» EXERCISE
Copy verbatim every line from the one containing "drawmask --target car" down to the one containing "POLYGON ((88 67, 85", including both of those lines.

--- ENTRIES PROVIDED ---

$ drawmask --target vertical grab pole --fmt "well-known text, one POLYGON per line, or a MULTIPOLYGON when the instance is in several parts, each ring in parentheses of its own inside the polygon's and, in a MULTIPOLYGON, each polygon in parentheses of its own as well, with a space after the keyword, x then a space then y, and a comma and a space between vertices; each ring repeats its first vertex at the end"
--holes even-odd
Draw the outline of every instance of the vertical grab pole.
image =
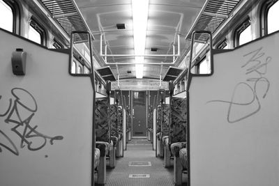
MULTIPOLYGON (((91 66, 91 74, 86 75, 89 76, 91 79, 91 84, 93 88, 93 113, 92 113, 92 156, 91 156, 91 185, 94 186, 94 173, 95 173, 95 147, 96 147, 96 126, 95 126, 95 113, 96 113, 96 85, 95 85, 95 70, 93 64, 93 50, 92 50, 92 37, 88 31, 73 31, 70 34, 70 55, 69 63, 69 73, 71 74, 70 65, 71 61, 73 59, 73 43, 74 43, 74 34, 82 33, 87 34, 89 40, 89 50, 90 50, 90 64, 91 66)), ((84 76, 82 75, 82 76, 84 76)))
POLYGON ((189 88, 190 88, 190 84, 191 83, 192 80, 192 76, 193 75, 191 74, 191 68, 192 68, 192 59, 193 59, 193 48, 194 46, 194 40, 195 40, 195 35, 196 33, 208 33, 209 35, 209 49, 211 52, 211 72, 212 74, 213 72, 213 58, 212 58, 212 33, 209 31, 194 31, 192 33, 192 38, 191 38, 191 47, 190 47, 190 61, 189 61, 189 68, 187 73, 187 86, 186 86, 186 98, 187 98, 187 173, 188 173, 188 180, 187 180, 187 185, 190 186, 190 111, 189 111, 189 97, 190 97, 190 93, 189 93, 189 88))
POLYGON ((213 73, 213 59, 212 59, 212 33, 209 31, 194 31, 192 33, 192 38, 191 38, 191 47, 190 47, 190 61, 189 61, 189 68, 187 72, 187 86, 186 86, 186 91, 189 91, 190 88, 190 84, 191 83, 192 80, 192 74, 191 74, 191 68, 192 68, 192 59, 193 59, 193 47, 194 47, 194 41, 195 41, 195 35, 196 33, 207 33, 209 35, 209 51, 211 52, 211 74, 213 73))
POLYGON ((170 150, 170 125, 172 123, 172 99, 174 95, 174 84, 173 81, 169 82, 169 149, 170 150))

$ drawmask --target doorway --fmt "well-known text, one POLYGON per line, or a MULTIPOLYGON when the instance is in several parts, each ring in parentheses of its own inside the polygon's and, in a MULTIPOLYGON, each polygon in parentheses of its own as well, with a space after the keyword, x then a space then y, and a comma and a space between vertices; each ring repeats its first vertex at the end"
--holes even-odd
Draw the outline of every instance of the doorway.
POLYGON ((146 91, 133 91, 133 137, 146 137, 146 91))

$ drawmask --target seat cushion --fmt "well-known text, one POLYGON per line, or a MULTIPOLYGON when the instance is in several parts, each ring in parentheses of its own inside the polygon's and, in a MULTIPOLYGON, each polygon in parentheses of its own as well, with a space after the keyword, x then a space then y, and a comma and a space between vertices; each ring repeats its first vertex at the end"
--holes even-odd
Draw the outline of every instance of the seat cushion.
POLYGON ((110 150, 110 144, 105 141, 96 141, 96 147, 100 150, 100 156, 105 157, 110 150))
POLYGON ((118 134, 118 141, 121 140, 122 137, 123 137, 123 133, 122 132, 119 132, 119 134, 118 134))
POLYGON ((95 157, 94 157, 94 169, 96 169, 98 166, 99 166, 100 155, 100 149, 98 149, 98 148, 95 148, 95 157))
POLYGON ((163 145, 167 146, 169 144, 169 136, 165 136, 162 138, 163 145))
POLYGON ((179 150, 183 148, 186 148, 186 142, 174 143, 170 146, 172 153, 175 157, 179 157, 179 150))
POLYGON ((161 140, 161 132, 158 132, 157 134, 156 134, 156 137, 157 137, 157 139, 158 140, 161 140))
POLYGON ((110 139, 112 141, 113 146, 116 146, 118 144, 119 138, 116 137, 110 137, 110 139))
POLYGON ((179 150, 179 157, 183 169, 187 169, 187 148, 183 148, 179 150))

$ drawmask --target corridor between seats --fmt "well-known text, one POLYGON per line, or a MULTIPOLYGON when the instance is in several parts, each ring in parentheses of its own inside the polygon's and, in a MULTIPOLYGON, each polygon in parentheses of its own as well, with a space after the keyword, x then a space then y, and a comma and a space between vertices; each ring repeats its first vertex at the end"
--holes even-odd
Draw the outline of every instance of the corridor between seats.
POLYGON ((163 167, 163 159, 155 157, 146 139, 130 141, 124 157, 117 159, 115 169, 107 169, 107 178, 110 186, 174 185, 173 168, 163 167))

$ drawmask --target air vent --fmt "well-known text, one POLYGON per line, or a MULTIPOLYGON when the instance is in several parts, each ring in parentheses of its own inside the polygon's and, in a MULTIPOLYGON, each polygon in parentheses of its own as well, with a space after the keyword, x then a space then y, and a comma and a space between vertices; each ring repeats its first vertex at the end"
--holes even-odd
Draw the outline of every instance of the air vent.
POLYGON ((130 178, 149 178, 150 174, 134 173, 129 174, 130 178))
POLYGON ((151 47, 151 52, 157 52, 157 50, 158 50, 158 48, 156 48, 156 47, 151 47))
POLYGON ((117 27, 117 29, 119 29, 119 30, 126 29, 125 24, 123 24, 123 23, 116 24, 116 27, 117 27))
POLYGON ((151 162, 129 162, 129 166, 151 166, 151 162))

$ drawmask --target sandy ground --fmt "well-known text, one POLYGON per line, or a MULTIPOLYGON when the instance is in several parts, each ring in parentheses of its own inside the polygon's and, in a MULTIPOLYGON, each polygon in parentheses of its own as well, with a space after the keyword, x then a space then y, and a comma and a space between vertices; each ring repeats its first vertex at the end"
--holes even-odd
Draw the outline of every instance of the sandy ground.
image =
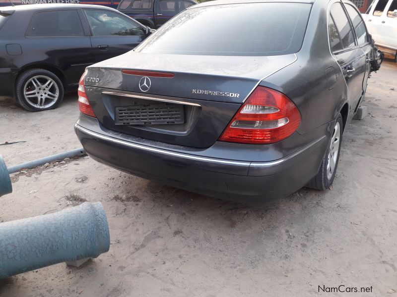
MULTIPOLYGON (((103 203, 111 245, 78 269, 61 263, 0 281, 0 296, 397 297, 396 77, 386 61, 370 79, 370 115, 347 128, 332 190, 247 206, 88 158, 14 175, 0 221, 62 209, 72 194, 103 203), (319 293, 341 284, 372 292, 319 293)), ((0 143, 28 141, 0 146, 9 165, 79 147, 75 96, 38 113, 0 106, 0 143)))

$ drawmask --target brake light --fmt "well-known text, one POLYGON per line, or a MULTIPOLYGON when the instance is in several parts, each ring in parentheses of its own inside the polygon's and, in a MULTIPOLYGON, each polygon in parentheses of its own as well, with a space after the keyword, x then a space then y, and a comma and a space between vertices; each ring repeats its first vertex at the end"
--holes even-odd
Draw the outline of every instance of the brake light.
POLYGON ((283 94, 258 87, 234 115, 221 141, 265 144, 291 136, 301 124, 295 104, 283 94))
POLYGON ((85 70, 78 82, 78 89, 77 89, 78 108, 81 113, 96 117, 95 114, 94 113, 94 110, 92 109, 92 106, 91 106, 90 101, 88 100, 87 93, 85 92, 85 86, 84 84, 84 80, 86 74, 87 70, 85 70))

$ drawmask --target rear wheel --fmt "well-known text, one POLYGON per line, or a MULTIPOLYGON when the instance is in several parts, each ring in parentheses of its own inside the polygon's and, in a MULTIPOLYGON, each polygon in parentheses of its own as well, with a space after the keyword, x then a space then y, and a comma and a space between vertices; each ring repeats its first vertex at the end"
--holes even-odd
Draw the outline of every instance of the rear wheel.
POLYGON ((308 188, 323 191, 329 189, 332 185, 339 162, 343 125, 342 116, 339 114, 335 122, 330 144, 321 162, 320 170, 307 185, 308 188))
POLYGON ((16 82, 17 102, 29 111, 55 108, 64 98, 64 86, 55 74, 36 68, 23 72, 16 82))

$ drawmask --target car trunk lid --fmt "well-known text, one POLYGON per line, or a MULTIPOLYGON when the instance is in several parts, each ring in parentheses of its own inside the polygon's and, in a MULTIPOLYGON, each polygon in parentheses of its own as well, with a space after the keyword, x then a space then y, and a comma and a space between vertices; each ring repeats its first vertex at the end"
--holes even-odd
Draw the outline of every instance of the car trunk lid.
POLYGON ((88 67, 85 84, 95 115, 106 128, 203 148, 216 141, 264 77, 295 60, 294 54, 216 57, 130 52, 88 67))

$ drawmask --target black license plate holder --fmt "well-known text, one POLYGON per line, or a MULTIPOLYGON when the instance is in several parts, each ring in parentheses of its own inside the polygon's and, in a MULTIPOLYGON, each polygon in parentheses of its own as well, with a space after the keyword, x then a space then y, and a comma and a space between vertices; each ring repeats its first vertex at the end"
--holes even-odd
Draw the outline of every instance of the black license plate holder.
POLYGON ((185 123, 183 104, 156 103, 116 106, 116 125, 164 125, 185 123))

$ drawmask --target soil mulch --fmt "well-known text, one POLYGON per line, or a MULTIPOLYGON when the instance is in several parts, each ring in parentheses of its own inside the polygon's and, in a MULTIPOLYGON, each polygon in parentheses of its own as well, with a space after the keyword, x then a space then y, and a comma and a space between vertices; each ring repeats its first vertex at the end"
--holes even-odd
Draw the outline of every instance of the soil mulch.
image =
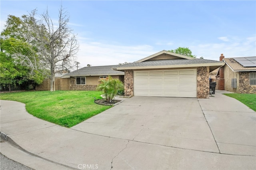
POLYGON ((105 99, 100 99, 98 100, 95 100, 94 103, 99 105, 107 105, 108 106, 113 106, 115 104, 118 103, 121 101, 119 100, 113 100, 111 101, 111 102, 107 102, 105 99))

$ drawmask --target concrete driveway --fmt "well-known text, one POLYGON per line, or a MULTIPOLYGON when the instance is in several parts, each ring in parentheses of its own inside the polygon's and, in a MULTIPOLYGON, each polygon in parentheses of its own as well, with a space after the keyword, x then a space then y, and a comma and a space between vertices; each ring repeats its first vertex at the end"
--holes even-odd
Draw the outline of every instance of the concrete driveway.
POLYGON ((26 152, 1 152, 36 170, 256 169, 256 113, 223 92, 134 97, 70 128, 1 101, 1 132, 26 152))

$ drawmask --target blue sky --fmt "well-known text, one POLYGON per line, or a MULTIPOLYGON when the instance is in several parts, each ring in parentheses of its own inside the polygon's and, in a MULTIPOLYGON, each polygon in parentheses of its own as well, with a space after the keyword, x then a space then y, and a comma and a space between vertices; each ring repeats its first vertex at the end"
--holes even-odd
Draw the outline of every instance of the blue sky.
POLYGON ((188 47, 199 58, 256 56, 256 1, 1 0, 1 30, 8 15, 62 3, 77 34, 79 66, 134 62, 162 50, 188 47))

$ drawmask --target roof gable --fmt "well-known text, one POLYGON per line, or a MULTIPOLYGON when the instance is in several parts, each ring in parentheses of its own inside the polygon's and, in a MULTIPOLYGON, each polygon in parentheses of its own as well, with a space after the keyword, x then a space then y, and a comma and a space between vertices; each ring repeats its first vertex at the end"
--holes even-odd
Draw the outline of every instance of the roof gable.
POLYGON ((122 71, 113 70, 112 67, 116 65, 102 66, 85 67, 63 75, 63 77, 88 76, 100 75, 124 75, 122 71))
POLYGON ((163 50, 157 53, 153 54, 148 57, 135 61, 135 63, 141 63, 146 61, 160 60, 162 59, 197 59, 190 57, 182 55, 176 53, 172 53, 166 50, 163 50))
MULTIPOLYGON (((249 57, 247 58, 254 57, 249 57)), ((236 60, 236 59, 238 58, 224 58, 222 61, 225 61, 226 63, 230 68, 233 71, 256 71, 256 67, 244 67, 239 62, 236 60)))

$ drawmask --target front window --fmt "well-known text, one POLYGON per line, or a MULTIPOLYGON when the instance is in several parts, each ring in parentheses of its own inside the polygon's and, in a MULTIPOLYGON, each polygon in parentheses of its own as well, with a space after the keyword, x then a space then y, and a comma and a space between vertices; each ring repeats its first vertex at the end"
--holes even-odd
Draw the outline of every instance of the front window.
POLYGON ((76 77, 76 85, 85 85, 86 84, 85 77, 76 77))
POLYGON ((250 85, 256 85, 256 73, 250 73, 250 85))

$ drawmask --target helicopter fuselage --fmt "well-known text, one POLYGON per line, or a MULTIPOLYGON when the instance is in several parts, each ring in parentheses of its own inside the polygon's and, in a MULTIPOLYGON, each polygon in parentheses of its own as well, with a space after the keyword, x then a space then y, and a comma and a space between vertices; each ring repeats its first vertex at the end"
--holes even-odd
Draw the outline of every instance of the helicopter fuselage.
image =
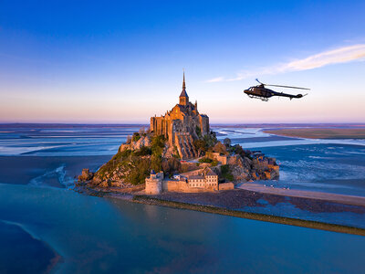
POLYGON ((247 94, 248 97, 250 97, 250 98, 257 98, 257 99, 260 99, 260 100, 266 100, 266 101, 267 101, 268 99, 273 96, 287 97, 290 100, 292 100, 293 98, 302 98, 303 97, 302 94, 293 95, 293 94, 288 94, 288 93, 284 93, 284 92, 274 91, 270 89, 265 88, 264 85, 251 87, 248 90, 245 90, 244 92, 245 94, 247 94))

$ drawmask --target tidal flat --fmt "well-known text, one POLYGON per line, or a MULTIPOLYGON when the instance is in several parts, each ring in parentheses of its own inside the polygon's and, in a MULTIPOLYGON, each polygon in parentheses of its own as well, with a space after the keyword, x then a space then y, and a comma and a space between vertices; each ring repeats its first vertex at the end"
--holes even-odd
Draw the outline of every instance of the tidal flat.
MULTIPOLYGON (((0 132, 0 219, 21 226, 12 227, 22 227, 27 238, 36 239, 29 242, 45 243, 42 249, 48 251, 37 256, 62 258, 51 271, 358 273, 365 269, 359 259, 365 254, 362 236, 90 196, 72 189, 82 168, 97 170, 135 131, 138 127, 17 125, 0 132)), ((273 139, 259 127, 214 131, 219 138, 262 150, 281 163, 278 181, 259 184, 365 196, 361 142, 299 140, 293 144, 290 138, 273 139)), ((306 200, 257 195, 236 206, 260 215, 365 224, 357 207, 306 200)), ((6 240, 5 230, 0 231, 6 240)), ((28 241, 20 234, 13 239, 13 249, 2 246, 2 250, 25 266, 19 247, 28 241)), ((49 270, 49 261, 40 265, 40 272, 49 270)), ((2 267, 2 272, 13 269, 13 261, 3 261, 2 267)))

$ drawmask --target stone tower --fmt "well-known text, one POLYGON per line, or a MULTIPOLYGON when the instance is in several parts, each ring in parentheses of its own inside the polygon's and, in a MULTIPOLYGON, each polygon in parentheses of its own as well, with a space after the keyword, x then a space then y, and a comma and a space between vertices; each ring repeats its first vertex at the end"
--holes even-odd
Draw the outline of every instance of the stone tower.
POLYGON ((194 104, 189 101, 185 74, 179 103, 163 116, 151 117, 151 132, 153 134, 163 135, 171 148, 176 146, 182 159, 197 156, 193 141, 210 133, 209 117, 199 113, 196 101, 194 104))
POLYGON ((182 79, 182 93, 180 93, 179 96, 179 104, 182 106, 186 106, 189 102, 189 96, 186 93, 186 87, 185 87, 185 72, 183 73, 183 79, 182 79))

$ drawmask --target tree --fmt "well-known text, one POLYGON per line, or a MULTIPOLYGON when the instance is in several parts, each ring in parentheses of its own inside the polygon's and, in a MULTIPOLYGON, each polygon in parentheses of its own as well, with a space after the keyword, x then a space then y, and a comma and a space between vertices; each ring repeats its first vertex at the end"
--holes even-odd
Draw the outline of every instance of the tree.
POLYGON ((202 152, 206 152, 206 142, 204 140, 202 139, 198 139, 198 140, 194 140, 194 142, 193 142, 195 150, 198 151, 198 156, 201 155, 202 152))
POLYGON ((220 154, 227 154, 227 149, 225 145, 224 145, 222 142, 218 142, 215 143, 215 145, 213 148, 213 151, 214 153, 218 153, 220 154))
POLYGON ((231 146, 231 139, 224 138, 224 140, 223 141, 223 143, 225 145, 225 147, 229 148, 231 146))

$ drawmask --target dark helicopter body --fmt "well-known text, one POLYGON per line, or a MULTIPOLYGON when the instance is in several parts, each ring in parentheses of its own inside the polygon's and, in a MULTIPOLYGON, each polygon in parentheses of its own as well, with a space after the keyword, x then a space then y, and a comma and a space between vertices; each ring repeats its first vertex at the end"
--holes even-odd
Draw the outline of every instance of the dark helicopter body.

---

» REPLY
$ drawmask --target car trunk lid --fmt "well-known text, one POLYGON per line, or a MULTIPOLYGON when the instance is in several parts, each ring in parentheses of its own inside the polygon's and, in a MULTIPOLYGON, each polygon in parentheses of its own as well, with a space after the keyword, x then a space then y, and a comma and a space between vertices; each ring repeats its first vertex at the end"
--holes even-odd
Draw the outline of every instance of the car trunk lid.
POLYGON ((88 67, 85 84, 95 115, 106 128, 203 148, 216 141, 264 77, 295 60, 294 54, 216 57, 130 52, 88 67))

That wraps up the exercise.